*** Begin section ***
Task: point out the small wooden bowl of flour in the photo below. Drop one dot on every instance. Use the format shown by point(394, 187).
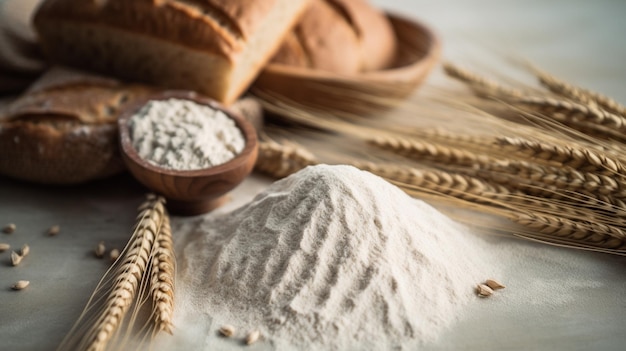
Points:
point(188, 148)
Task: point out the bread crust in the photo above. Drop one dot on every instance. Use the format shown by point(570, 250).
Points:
point(220, 27)
point(340, 36)
point(215, 47)
point(64, 131)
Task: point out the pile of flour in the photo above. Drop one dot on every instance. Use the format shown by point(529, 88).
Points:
point(332, 258)
point(183, 135)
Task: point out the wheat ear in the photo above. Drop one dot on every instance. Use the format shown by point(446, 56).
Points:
point(419, 149)
point(479, 83)
point(128, 275)
point(595, 234)
point(581, 95)
point(579, 158)
point(574, 114)
point(280, 160)
point(162, 271)
point(438, 182)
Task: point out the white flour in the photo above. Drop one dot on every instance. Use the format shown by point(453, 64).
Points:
point(330, 258)
point(183, 135)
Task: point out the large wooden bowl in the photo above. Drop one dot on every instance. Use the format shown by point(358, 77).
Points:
point(196, 191)
point(418, 52)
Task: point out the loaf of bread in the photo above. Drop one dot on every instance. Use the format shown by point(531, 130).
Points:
point(340, 36)
point(63, 130)
point(215, 47)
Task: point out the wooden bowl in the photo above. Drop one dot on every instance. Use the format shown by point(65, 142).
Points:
point(190, 192)
point(418, 52)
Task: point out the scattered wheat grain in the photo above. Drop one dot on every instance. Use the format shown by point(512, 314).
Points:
point(114, 254)
point(15, 258)
point(25, 250)
point(494, 284)
point(9, 228)
point(100, 250)
point(483, 290)
point(20, 285)
point(227, 330)
point(54, 230)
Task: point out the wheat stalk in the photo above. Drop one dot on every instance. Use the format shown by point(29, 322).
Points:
point(147, 261)
point(280, 160)
point(599, 235)
point(479, 83)
point(586, 118)
point(128, 275)
point(581, 159)
point(581, 95)
point(162, 271)
point(419, 150)
point(441, 182)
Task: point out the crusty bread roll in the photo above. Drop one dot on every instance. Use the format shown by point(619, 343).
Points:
point(340, 36)
point(64, 129)
point(216, 47)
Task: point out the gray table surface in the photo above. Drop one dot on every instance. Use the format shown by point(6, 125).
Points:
point(581, 41)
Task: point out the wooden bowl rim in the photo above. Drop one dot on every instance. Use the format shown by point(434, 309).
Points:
point(240, 160)
point(431, 53)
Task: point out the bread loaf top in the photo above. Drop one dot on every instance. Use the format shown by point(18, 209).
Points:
point(221, 27)
point(340, 36)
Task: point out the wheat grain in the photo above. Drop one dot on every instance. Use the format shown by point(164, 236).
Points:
point(600, 235)
point(114, 255)
point(494, 284)
point(578, 158)
point(281, 160)
point(227, 330)
point(162, 270)
point(54, 230)
point(575, 114)
point(419, 150)
point(25, 250)
point(483, 290)
point(484, 85)
point(9, 228)
point(128, 276)
point(456, 185)
point(99, 250)
point(581, 95)
point(15, 258)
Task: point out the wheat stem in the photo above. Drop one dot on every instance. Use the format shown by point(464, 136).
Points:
point(581, 95)
point(581, 159)
point(280, 160)
point(162, 271)
point(128, 276)
point(480, 83)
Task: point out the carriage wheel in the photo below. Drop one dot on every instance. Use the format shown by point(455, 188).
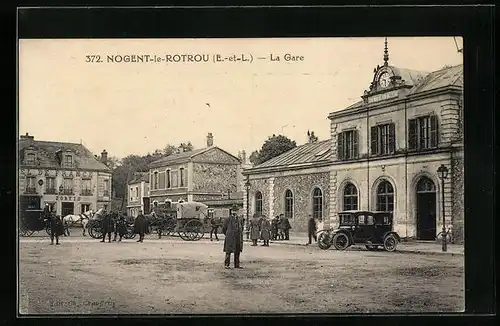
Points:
point(24, 232)
point(169, 227)
point(340, 241)
point(95, 232)
point(193, 230)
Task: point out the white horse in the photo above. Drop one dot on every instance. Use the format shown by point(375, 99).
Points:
point(83, 218)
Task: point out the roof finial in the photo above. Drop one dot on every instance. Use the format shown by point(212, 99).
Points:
point(386, 53)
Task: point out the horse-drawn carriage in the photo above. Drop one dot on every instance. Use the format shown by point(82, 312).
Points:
point(94, 225)
point(33, 220)
point(184, 218)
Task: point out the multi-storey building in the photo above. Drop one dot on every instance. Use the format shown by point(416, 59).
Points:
point(209, 175)
point(66, 176)
point(383, 155)
point(138, 194)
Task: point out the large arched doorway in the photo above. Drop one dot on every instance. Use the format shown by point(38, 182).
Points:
point(426, 209)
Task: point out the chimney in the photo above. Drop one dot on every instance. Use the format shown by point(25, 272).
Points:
point(311, 137)
point(210, 140)
point(27, 136)
point(104, 157)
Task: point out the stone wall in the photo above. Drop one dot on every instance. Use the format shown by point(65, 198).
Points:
point(302, 188)
point(261, 185)
point(214, 177)
point(216, 155)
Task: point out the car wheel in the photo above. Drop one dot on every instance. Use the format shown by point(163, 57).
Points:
point(371, 247)
point(324, 241)
point(390, 243)
point(341, 241)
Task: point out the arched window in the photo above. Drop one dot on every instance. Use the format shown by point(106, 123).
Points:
point(385, 197)
point(288, 204)
point(258, 203)
point(350, 197)
point(425, 185)
point(317, 203)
*** End section ***
Task prompt :: Within the data above, how many lines include "large"? The number alone is the answer.

Result :: 2